• _Your task_:
Continue the article about the Camp Kesem fundraiser at MSU from where it stops.

• _Given text_:
The dulcet tones of Hanson’s “MMMbop” could be heard blaring from a boombox Monday afternoon at the Wells Hall bridge as student volunteers attempted to raise money and awareness for children whose parents have or have had cancer.
The musically-inclined Stop the Bop fundraiser was hosted by members of the MSU chapter of Camp Kesem. Camp Kesem is a national, student-run organization that provides weeklong summer camps free of charge to children whose parents have been adversely affected by cancer. The MSU chapter is one of 27 campus chapters nationwide.
Student volunteers handed out flyers and candy to passersby at the Wells Hall bridge and said they would play “MMMbop” on repeat until they collected a reasonable sum of money to go toward Camp Kesem’s cause.
Nutritional sciences junior Dan Bator said this event was the kickoff for Krazy Kesem Week, a weeklong string of fundraising events for Camp Kesem. Other planned events include a cookie stand Wednesday at the rock on Farm Lane and a barbecue on Friday.
Bator said he has been involved with Camp Kesem for three years and has been a counselor at Michigan’s Camp Kesem in Twin Lake, Mich., for two years. He said being a counselor for the camp was the highlight of his summer and benefited the students who volunteered as well as the kids who participated.
“(It’s a) great way for students to give back to the community,” Bator said. “Throughout the year, we’re trying to get new counselors and kids involved.”
Criminal justice junior Alex Monyhan, one of the student leaders for the MSU chapter of Camp Kesem, said the group is doing Krazy Kesem Week to raise awareness of Camp Kesem on campus.

• _Exercise data_:
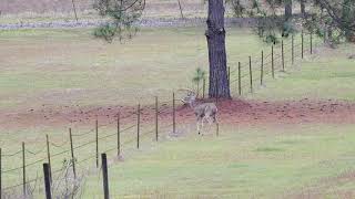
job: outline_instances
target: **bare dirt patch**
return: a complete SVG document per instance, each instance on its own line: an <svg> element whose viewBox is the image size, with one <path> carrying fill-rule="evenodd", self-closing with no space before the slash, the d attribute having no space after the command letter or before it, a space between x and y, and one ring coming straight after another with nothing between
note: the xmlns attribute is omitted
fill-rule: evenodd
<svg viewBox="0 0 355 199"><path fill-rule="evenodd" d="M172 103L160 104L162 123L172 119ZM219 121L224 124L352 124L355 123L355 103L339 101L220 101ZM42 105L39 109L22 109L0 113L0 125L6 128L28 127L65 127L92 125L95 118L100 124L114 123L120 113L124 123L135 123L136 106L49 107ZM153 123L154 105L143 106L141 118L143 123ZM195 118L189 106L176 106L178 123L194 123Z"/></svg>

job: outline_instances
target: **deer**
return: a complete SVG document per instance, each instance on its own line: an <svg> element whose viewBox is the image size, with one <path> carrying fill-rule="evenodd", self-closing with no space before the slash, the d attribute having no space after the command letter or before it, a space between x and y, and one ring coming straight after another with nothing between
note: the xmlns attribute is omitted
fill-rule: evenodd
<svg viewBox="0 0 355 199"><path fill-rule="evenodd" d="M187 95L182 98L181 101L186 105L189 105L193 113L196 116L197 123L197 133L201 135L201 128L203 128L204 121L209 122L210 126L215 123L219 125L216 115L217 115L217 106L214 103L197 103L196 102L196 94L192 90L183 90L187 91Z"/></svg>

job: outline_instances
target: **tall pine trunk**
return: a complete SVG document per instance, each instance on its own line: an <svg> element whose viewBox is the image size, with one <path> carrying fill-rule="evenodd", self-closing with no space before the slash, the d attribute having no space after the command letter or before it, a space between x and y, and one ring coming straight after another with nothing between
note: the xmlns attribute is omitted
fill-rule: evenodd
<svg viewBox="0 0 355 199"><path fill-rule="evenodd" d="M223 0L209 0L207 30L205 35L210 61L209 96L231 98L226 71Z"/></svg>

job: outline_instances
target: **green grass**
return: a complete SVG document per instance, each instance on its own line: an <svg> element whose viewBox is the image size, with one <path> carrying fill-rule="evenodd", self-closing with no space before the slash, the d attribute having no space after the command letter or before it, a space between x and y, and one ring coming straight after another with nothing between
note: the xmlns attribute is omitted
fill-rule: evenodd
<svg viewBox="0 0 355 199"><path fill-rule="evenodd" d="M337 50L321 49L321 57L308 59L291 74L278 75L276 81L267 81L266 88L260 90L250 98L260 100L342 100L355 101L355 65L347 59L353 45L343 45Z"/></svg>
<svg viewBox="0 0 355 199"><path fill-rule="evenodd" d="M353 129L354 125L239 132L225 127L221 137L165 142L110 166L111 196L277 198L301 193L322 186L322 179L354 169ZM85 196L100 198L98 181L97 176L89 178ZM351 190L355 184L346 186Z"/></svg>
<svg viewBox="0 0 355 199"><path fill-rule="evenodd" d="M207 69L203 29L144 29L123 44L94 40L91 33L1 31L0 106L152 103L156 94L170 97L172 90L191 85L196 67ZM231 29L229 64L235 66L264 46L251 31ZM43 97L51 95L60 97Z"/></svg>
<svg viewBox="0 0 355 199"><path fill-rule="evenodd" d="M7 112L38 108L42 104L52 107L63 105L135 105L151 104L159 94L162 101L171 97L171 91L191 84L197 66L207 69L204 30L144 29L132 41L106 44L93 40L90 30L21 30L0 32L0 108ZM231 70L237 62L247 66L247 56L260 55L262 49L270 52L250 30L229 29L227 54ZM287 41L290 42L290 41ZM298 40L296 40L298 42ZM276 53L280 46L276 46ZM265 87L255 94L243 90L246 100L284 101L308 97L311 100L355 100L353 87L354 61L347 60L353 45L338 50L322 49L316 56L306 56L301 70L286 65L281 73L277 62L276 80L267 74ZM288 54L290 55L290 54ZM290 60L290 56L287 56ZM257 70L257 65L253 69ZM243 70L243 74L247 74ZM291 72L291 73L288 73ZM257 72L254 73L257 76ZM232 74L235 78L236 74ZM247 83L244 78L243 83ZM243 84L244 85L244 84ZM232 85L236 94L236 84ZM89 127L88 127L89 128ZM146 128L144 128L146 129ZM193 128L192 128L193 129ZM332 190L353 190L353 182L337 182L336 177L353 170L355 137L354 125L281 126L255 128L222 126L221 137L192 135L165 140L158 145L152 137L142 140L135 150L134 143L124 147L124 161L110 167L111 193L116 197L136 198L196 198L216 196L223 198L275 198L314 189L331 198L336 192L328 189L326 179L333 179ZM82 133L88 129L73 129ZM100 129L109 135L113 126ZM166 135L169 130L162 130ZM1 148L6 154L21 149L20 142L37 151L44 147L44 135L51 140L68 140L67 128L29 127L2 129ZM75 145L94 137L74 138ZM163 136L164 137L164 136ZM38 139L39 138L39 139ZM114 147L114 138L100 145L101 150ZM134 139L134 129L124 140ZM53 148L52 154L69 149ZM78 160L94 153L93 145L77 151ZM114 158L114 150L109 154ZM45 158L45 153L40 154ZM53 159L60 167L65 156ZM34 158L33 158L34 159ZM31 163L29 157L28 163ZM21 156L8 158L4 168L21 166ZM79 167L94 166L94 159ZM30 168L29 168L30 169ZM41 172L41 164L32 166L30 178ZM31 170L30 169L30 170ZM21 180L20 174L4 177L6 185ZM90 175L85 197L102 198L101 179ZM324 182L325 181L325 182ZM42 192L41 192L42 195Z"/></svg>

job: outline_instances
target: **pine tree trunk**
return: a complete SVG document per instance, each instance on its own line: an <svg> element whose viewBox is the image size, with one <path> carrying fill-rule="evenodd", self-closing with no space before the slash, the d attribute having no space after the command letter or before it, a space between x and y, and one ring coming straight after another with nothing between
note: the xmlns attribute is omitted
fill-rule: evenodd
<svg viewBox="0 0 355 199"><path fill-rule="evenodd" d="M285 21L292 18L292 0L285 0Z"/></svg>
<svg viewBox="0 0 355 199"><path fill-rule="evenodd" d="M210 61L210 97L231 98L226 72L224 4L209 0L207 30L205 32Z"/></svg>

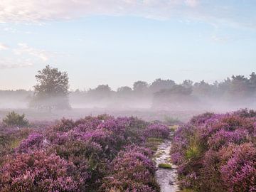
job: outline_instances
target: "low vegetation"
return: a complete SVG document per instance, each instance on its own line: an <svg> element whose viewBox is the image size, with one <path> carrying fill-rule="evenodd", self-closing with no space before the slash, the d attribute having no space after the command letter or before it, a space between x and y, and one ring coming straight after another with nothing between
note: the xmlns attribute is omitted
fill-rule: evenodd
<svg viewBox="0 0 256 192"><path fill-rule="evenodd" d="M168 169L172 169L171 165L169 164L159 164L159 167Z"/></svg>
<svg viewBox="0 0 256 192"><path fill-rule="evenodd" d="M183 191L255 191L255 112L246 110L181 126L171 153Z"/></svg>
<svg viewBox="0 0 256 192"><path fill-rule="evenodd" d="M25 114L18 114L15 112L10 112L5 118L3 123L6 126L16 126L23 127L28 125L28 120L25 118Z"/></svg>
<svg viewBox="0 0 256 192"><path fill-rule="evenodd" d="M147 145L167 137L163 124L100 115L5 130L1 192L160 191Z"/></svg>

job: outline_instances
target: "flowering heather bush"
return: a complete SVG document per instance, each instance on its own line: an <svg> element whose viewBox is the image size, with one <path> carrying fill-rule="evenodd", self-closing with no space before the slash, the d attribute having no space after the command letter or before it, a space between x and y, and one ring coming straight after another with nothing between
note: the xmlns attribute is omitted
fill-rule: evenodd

• _Answer space_:
“Our main goal this year is for every single person at MSU to know what Camp Kesem is,” Monyhan said.
Monyhan said the MSU chapter of Camp Kesem’s monetary goal for the year is $30,000. The money will go toward facilities for this summer’s camp and keep the camp free for participants. The group has collected about 15 percent of that amount thus far.
The Stop the Bop fundraiser gained the attention of many students and inspired some to donate. Apparel and textile design junior Korey Williams had never heard of Camp Kesem before, but he said he decided to donate because he felt it was a worthy cause.
“I’m lucky enough that I don’t know anybody with cancer or anything in my family — I can only imagine what (kids who attend Camp Kesem) are going through,” Williams said. “I feel like I should do anything I can to help.”
Members of Camp Kesem will hold an open informational meeting 7:30 p.m. Thursday at 107 South Kedzie to answer public questions about the organization and to invite interested students to become counselors for this summer’s camp.